> Stated exercise
Copy out the stretch of the records from the line containing "288, row 362." through the line containing "column 353, row 189", both of those lines included, word for word.
:: Listed records ::
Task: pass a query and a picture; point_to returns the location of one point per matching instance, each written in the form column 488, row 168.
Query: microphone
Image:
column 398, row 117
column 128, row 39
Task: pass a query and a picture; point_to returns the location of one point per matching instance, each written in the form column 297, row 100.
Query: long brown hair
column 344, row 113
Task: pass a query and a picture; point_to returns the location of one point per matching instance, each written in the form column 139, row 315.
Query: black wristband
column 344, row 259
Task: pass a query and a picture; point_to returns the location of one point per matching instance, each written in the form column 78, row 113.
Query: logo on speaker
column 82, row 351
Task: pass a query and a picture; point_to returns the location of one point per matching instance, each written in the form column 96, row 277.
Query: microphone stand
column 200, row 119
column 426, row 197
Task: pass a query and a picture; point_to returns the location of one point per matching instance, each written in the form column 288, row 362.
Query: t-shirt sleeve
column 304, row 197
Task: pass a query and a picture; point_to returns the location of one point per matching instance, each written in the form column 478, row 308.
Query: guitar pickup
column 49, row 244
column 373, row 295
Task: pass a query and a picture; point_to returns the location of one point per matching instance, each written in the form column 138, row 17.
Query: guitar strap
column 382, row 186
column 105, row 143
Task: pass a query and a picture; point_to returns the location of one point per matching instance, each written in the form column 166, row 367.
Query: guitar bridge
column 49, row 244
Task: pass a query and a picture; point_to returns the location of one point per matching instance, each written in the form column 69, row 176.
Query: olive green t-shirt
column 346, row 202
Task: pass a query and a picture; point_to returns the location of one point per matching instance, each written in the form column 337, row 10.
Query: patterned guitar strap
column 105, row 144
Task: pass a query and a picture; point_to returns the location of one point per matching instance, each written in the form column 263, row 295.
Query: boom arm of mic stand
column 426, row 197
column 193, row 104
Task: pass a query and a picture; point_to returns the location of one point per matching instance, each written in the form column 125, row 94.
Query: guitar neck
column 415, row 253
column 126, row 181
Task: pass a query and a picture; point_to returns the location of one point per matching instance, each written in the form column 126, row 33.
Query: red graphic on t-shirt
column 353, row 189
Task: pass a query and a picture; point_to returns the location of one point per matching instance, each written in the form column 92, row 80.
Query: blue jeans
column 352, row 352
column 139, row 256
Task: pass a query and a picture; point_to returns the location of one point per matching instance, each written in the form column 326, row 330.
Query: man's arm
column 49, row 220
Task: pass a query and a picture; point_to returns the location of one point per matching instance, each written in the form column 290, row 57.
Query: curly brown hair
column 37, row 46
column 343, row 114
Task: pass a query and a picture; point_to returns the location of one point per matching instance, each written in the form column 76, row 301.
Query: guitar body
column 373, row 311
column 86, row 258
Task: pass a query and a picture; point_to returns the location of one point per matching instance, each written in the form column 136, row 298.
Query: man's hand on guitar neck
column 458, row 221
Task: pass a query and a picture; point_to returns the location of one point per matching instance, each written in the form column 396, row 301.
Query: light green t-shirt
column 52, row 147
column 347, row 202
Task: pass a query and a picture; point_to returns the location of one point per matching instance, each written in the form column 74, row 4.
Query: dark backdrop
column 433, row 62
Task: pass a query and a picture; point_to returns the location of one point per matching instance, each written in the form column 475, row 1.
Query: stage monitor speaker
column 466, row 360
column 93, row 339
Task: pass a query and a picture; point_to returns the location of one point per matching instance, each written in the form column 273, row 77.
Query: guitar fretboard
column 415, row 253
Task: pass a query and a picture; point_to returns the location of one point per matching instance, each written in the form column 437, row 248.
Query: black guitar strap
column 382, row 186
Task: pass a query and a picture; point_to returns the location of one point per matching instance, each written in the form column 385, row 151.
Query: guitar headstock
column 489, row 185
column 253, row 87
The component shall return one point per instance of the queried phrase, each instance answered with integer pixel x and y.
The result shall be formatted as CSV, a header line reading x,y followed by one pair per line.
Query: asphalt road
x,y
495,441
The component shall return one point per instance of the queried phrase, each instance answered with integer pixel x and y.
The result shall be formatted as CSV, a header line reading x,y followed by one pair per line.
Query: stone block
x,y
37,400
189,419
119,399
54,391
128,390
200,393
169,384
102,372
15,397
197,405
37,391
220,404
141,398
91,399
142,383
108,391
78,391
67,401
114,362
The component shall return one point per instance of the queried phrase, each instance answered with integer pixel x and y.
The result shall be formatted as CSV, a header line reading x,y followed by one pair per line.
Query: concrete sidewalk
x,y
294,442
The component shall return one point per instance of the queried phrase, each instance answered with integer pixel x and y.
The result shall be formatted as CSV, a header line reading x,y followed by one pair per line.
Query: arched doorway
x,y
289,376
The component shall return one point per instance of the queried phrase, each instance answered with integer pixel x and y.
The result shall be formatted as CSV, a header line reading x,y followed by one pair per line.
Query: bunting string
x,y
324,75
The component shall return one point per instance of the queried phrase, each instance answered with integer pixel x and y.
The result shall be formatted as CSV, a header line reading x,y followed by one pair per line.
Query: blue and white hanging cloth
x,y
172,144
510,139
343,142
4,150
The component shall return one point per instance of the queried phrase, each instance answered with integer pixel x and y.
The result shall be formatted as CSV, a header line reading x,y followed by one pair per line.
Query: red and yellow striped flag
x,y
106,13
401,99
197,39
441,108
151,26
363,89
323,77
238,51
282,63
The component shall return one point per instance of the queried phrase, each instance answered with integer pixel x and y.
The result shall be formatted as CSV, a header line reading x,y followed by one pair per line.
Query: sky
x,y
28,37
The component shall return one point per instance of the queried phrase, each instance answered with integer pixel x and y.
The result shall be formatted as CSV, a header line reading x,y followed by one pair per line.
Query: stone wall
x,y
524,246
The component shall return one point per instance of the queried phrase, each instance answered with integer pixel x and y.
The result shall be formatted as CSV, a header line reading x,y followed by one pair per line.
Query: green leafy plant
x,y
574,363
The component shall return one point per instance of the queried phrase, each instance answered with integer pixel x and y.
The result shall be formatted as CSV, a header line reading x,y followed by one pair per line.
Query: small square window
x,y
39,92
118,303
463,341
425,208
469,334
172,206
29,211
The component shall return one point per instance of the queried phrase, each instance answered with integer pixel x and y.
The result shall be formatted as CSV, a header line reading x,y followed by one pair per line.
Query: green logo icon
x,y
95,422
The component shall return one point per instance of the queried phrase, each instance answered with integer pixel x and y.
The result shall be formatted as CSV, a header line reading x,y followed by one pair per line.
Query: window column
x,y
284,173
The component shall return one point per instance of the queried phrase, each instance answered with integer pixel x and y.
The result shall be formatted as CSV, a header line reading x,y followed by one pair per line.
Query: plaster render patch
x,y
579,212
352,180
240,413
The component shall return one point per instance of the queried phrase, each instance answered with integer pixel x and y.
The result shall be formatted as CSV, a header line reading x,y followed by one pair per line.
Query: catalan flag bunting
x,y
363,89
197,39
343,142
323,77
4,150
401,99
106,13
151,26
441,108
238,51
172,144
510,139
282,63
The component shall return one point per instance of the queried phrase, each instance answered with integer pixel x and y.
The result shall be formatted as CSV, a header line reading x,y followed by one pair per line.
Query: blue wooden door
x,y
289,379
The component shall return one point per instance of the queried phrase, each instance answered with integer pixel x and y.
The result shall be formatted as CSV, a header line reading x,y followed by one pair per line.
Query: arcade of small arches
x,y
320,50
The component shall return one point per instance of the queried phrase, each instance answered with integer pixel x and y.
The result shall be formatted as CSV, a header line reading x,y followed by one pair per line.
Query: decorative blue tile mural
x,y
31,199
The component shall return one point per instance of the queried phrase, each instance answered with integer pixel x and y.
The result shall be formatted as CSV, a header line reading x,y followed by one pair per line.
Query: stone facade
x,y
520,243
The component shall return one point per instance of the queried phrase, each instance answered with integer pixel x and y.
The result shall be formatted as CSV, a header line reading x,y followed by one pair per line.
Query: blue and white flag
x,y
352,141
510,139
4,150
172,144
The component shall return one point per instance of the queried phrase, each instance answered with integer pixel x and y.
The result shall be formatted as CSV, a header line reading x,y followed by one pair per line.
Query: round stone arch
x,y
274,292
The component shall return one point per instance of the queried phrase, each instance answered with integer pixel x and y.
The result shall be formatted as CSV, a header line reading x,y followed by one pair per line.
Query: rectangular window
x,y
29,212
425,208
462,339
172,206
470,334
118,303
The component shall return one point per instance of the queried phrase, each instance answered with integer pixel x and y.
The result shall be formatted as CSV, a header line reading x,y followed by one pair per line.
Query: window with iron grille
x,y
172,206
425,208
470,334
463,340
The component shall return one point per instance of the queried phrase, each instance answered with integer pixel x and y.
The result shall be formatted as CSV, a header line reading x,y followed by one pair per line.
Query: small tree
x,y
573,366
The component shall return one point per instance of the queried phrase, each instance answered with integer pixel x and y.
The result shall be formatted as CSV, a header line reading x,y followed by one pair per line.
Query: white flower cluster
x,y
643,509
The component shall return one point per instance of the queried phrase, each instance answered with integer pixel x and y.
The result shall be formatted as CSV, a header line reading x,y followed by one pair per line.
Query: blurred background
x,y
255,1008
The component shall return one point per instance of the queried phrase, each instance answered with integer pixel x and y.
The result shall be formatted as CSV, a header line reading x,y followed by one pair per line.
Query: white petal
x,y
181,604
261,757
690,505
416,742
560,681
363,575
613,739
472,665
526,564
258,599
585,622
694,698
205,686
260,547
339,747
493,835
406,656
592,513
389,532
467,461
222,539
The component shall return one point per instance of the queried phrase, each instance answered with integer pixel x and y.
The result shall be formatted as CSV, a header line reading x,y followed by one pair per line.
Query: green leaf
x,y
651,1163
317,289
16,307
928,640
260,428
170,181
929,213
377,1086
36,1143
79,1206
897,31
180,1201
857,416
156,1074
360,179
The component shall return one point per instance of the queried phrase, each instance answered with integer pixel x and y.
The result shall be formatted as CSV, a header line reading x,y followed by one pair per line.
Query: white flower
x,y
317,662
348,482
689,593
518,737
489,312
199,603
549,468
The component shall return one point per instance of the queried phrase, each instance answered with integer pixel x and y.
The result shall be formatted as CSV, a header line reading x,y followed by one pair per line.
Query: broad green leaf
:::
> Result below
Task: pass a query and a picture; point_to returns the location of one point per matching instance, each written in the form column 288, row 362.
Query: t-shirt sleeve
column 304, row 197
Task: pass a query and a picture; point_to returns the location of one point per matching instance, each written in the form column 478, row 308.
Query: guitar pickup
column 49, row 244
column 373, row 295
Task: pass a query and a picture; point_to returns the location of one point per matching instance, each written in the form column 138, row 17.
Query: guitar strap
column 382, row 186
column 105, row 143
Task: pass a query and a picture; point_to returns the location of one point per matching instance, each written in the form column 166, row 367.
Query: guitar bridge
column 49, row 244
Task: pass a query and a picture; point_to returns the location of one point per matching instance, each written in the form column 69, row 176.
Query: olive green t-shirt
column 346, row 202
Task: pass a query and a picture; point_to returns the location of one point per matching instance, each written in the form column 337, row 10.
Query: patterned guitar strap
column 105, row 144
Task: pass a query and a picture; point_to returns the location of one point per matching instance, each written in the form column 263, row 295.
Query: boom arm of mic stand
column 426, row 197
column 193, row 104
Task: pass a query and a picture; point_to returns the location of one point per matching instance, each written in the form column 125, row 94.
Query: guitar neck
column 415, row 253
column 126, row 181
Task: pass a query and a picture; point_to returns the location of one point per matching instance, each written in the form column 126, row 33.
Query: red graphic on t-shirt
column 353, row 189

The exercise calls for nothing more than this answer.